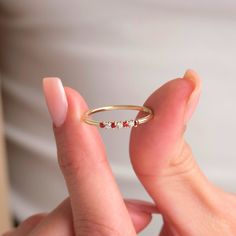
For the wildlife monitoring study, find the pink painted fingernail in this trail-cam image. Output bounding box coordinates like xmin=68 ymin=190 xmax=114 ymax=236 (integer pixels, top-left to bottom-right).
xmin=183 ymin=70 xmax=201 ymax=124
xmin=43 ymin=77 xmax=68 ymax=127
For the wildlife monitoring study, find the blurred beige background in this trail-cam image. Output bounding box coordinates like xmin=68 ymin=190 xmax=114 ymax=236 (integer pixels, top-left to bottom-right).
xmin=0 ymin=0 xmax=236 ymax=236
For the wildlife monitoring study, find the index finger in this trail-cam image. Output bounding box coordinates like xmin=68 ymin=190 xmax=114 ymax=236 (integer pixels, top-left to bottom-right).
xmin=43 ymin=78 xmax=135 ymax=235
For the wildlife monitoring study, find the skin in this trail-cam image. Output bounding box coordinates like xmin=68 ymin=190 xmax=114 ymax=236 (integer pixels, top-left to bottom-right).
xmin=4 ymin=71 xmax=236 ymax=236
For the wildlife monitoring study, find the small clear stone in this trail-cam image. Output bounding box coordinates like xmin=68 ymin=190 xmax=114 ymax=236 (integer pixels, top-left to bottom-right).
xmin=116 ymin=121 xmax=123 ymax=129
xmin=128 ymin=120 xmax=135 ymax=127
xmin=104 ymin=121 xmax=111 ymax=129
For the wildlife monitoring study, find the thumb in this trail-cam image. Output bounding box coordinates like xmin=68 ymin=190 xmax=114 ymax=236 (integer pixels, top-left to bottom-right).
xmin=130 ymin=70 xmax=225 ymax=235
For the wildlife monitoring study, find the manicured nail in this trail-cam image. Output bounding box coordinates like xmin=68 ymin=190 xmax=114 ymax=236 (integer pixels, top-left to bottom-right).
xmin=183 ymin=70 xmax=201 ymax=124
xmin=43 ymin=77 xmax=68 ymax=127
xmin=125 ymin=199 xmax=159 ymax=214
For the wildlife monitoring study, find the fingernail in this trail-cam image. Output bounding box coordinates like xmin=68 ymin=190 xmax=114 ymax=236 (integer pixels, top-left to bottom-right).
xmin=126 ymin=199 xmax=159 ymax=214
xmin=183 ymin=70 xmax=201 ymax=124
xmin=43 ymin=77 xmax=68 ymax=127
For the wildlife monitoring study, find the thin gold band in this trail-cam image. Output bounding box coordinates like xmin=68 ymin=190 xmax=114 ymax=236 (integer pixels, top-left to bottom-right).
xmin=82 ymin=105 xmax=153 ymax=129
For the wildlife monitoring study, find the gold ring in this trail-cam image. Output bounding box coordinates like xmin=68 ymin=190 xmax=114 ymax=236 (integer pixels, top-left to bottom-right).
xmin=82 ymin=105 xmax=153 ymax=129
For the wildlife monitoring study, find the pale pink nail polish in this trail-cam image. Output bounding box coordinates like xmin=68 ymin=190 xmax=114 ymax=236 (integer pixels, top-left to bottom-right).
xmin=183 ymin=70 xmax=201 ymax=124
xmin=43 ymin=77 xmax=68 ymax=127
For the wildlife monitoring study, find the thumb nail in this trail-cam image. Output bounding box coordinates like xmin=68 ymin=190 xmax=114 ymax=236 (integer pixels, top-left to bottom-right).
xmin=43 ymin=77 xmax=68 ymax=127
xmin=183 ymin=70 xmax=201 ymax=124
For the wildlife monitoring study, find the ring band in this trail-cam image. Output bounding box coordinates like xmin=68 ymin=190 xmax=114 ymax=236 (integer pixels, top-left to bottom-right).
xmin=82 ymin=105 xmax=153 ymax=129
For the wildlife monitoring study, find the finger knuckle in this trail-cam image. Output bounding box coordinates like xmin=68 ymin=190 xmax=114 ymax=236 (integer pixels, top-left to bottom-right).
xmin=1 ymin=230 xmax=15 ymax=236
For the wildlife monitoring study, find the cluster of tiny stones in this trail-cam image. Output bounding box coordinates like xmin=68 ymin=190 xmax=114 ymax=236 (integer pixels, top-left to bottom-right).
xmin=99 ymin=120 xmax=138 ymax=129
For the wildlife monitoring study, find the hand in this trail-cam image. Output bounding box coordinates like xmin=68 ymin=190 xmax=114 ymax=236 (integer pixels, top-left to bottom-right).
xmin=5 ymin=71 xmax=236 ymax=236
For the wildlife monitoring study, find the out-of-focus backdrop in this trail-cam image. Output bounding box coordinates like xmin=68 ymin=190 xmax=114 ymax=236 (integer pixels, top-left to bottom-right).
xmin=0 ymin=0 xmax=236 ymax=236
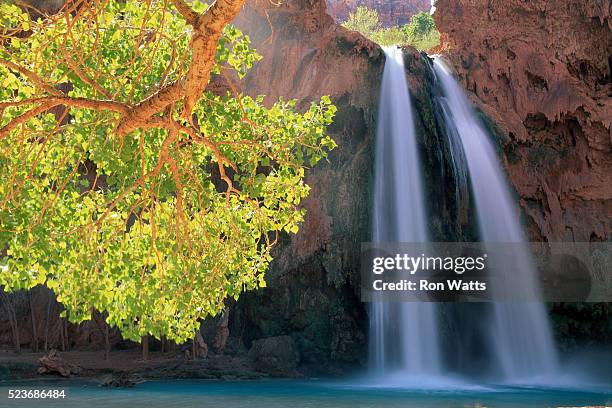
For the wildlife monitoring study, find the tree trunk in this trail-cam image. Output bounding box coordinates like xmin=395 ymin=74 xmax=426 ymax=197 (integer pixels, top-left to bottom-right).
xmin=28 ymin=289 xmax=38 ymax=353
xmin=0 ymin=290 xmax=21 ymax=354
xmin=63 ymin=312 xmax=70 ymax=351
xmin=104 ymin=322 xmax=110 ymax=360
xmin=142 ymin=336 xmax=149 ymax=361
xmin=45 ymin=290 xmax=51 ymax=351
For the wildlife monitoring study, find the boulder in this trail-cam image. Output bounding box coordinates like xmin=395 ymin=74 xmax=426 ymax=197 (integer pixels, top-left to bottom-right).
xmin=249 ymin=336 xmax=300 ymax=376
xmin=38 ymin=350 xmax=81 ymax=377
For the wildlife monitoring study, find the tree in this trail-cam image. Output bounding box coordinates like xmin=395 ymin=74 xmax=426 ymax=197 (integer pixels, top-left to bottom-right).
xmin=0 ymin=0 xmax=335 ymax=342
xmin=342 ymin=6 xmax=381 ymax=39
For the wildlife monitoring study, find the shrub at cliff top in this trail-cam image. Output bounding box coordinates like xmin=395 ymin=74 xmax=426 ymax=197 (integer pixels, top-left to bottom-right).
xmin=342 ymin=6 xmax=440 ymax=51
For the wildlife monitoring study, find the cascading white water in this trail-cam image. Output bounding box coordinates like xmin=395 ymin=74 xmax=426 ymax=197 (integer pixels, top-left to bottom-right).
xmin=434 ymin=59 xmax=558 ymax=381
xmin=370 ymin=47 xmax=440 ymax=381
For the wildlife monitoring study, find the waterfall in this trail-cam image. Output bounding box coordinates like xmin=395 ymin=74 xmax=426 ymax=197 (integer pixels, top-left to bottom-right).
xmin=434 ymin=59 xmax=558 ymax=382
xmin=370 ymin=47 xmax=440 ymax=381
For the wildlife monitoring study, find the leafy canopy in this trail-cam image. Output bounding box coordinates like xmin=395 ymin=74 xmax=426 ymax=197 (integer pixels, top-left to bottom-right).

■ ■ ■

» Exercise:
Rewrite all of the entries above with "camera-trap photo" in place of every "trail-cam image", leaving everything else unchanged. Leave out the pictures.

» Final result:
For the wildlife monitoring study, find the pink painted fingernail in this camera-trap photo. Output bounding box coordinates like xmin=68 ymin=190 xmax=114 ymax=236 (integer pixels, top-left to bottom-right).
xmin=183 ymin=70 xmax=201 ymax=124
xmin=43 ymin=77 xmax=68 ymax=127
For the wildlife monitoring study, find the blurred beige background in this camera-trap photo. Output bounding box coordinates like xmin=68 ymin=190 xmax=114 ymax=236 (integer pixels, top-left to bottom-right).
xmin=0 ymin=0 xmax=236 ymax=236
For the wildlife monitoring study, find the index finger in this camera-trap photo. Output bounding box coordinates like xmin=68 ymin=190 xmax=114 ymax=236 (integer pixels, top-left to bottom-right).
xmin=43 ymin=78 xmax=135 ymax=235
For the wildlife monitoring study, find the skin in this camera-trap photo. Output bounding box coordinates like xmin=68 ymin=190 xmax=114 ymax=236 (integer pixels, top-left to bottom-right).
xmin=4 ymin=71 xmax=236 ymax=236
For the wildlife monitoring study, find the small clear stone in this camera-trap photo. Output bounding box coordinates like xmin=68 ymin=190 xmax=114 ymax=236 (integer pixels, top-left to bottom-right).
xmin=116 ymin=121 xmax=123 ymax=129
xmin=128 ymin=120 xmax=135 ymax=127
xmin=104 ymin=121 xmax=111 ymax=129
For the wildlife monitoring study, find the thumb in this camera-trap photo. Output bounding box coordinates like xmin=68 ymin=190 xmax=114 ymax=236 (integer pixels, top-left to bottom-right).
xmin=130 ymin=70 xmax=225 ymax=235
For the wildlife monitoring study, find the manicured nail in this camera-trap photo. Output bounding box coordinates like xmin=68 ymin=190 xmax=114 ymax=236 (integer pixels, top-left to bottom-right).
xmin=183 ymin=70 xmax=201 ymax=124
xmin=43 ymin=77 xmax=68 ymax=127
xmin=125 ymin=199 xmax=159 ymax=214
For the wildlife monitoring study, find the fingernail in this camera-trap photo. Output bounding box coordinates like xmin=68 ymin=190 xmax=114 ymax=236 (integer pixels, top-left to bottom-right).
xmin=126 ymin=199 xmax=159 ymax=214
xmin=183 ymin=70 xmax=201 ymax=124
xmin=43 ymin=77 xmax=68 ymax=127
For the wildlife monitoring study, find the thin gold band in this camera-trap photo. Output bounding box coordinates like xmin=68 ymin=190 xmax=114 ymax=236 (integer pixels, top-left to bottom-right).
xmin=82 ymin=105 xmax=153 ymax=129
For the wildlife monitoring study, find the gold ring in this camera-trap photo. Output bounding box coordinates like xmin=68 ymin=190 xmax=114 ymax=236 (integer pixels, top-left to bottom-right).
xmin=82 ymin=105 xmax=153 ymax=129
For the wildlife monitoring study, find the pale pink nail polish in this camera-trap photo. Output bounding box coordinates like xmin=68 ymin=190 xmax=114 ymax=236 (integer pixels, top-left to bottom-right).
xmin=183 ymin=70 xmax=201 ymax=124
xmin=43 ymin=77 xmax=68 ymax=127
For the wildlife monitoring study, find the thumb nail in this camera-trap photo. Output bounding box coordinates like xmin=68 ymin=190 xmax=114 ymax=236 (integer pixels, top-left to bottom-right).
xmin=43 ymin=77 xmax=68 ymax=127
xmin=183 ymin=70 xmax=201 ymax=124
For the wildlife monitoring study, find the ring band in this camera-trap photo. Output bounding box coordinates like xmin=68 ymin=190 xmax=114 ymax=236 (integer pixels, top-left to bottom-right).
xmin=82 ymin=105 xmax=153 ymax=129
For the wildlife monitoring study, find the finger knuckle in this camera-trap photo. Output bounding box coordinates like xmin=68 ymin=190 xmax=114 ymax=236 (integer pixels, top-left to bottom-right).
xmin=1 ymin=230 xmax=15 ymax=236
For the wildlife monitoring study, find the cluster of tiny stones in this camera-trap photo. Output bounding box coordinates like xmin=68 ymin=190 xmax=114 ymax=236 (integer pixels, top-left to bottom-right).
xmin=99 ymin=120 xmax=138 ymax=129
For the wildlife monitoring study, find the hand in this camera-trap photo. Output bounding box coordinates like xmin=68 ymin=190 xmax=114 ymax=236 (integer pixels, top-left to bottom-right).
xmin=5 ymin=71 xmax=236 ymax=236
For the wildlife monitoring study, find the out-of-focus backdrop in this camera-trap photo. Output bounding box coordinates like xmin=68 ymin=190 xmax=114 ymax=236 (integer pixels, top-left to bottom-right).
xmin=0 ymin=0 xmax=236 ymax=236
For the wildlife monitoring study, find the tree trunk in this camera-trap photo. Output bounding box coordinates like xmin=395 ymin=74 xmax=426 ymax=197 (integer pixels, top-left to bottom-right).
xmin=28 ymin=289 xmax=38 ymax=353
xmin=0 ymin=290 xmax=21 ymax=354
xmin=63 ymin=312 xmax=70 ymax=351
xmin=104 ymin=322 xmax=110 ymax=360
xmin=142 ymin=336 xmax=149 ymax=361
xmin=45 ymin=290 xmax=51 ymax=351
For the wildlife monitoring study, find the boulder in this camera-trap photo. Output bounding box coordinates like xmin=395 ymin=74 xmax=426 ymax=197 (integer pixels, top-left to bottom-right).
xmin=249 ymin=336 xmax=300 ymax=376
xmin=38 ymin=350 xmax=81 ymax=377
For the wildlife monitoring study, find the tree in this camera-trap photo. Output bounding box coordinates like xmin=395 ymin=74 xmax=426 ymax=197 (integer pixels, top-left to bottom-right).
xmin=0 ymin=0 xmax=335 ymax=342
xmin=342 ymin=6 xmax=381 ymax=39
For the wildlife monitoring study, find the shrub at cliff top in this camera-trap photo. Output bounding box coordinates like xmin=395 ymin=74 xmax=426 ymax=197 (integer pixels, top-left to bottom-right).
xmin=342 ymin=6 xmax=440 ymax=51
For the wildlife monitoring study, find the cascading white water in this camera-trap photo. Output bounding box coordinates like xmin=395 ymin=74 xmax=426 ymax=197 (integer pixels, top-left to bottom-right).
xmin=434 ymin=59 xmax=558 ymax=381
xmin=370 ymin=47 xmax=440 ymax=381
For the wildlife monitoring study, find the waterfall in this camera-trap photo. Output bounding box coordinates like xmin=395 ymin=74 xmax=426 ymax=197 (integer pixels, top-left to bottom-right).
xmin=434 ymin=59 xmax=558 ymax=382
xmin=370 ymin=47 xmax=440 ymax=381
For the wildlife monitoring study, find the leafy canopy in this camera-trap photo. Output bounding box coordinates like xmin=395 ymin=74 xmax=426 ymax=197 (integer pixels, top-left to bottom-right).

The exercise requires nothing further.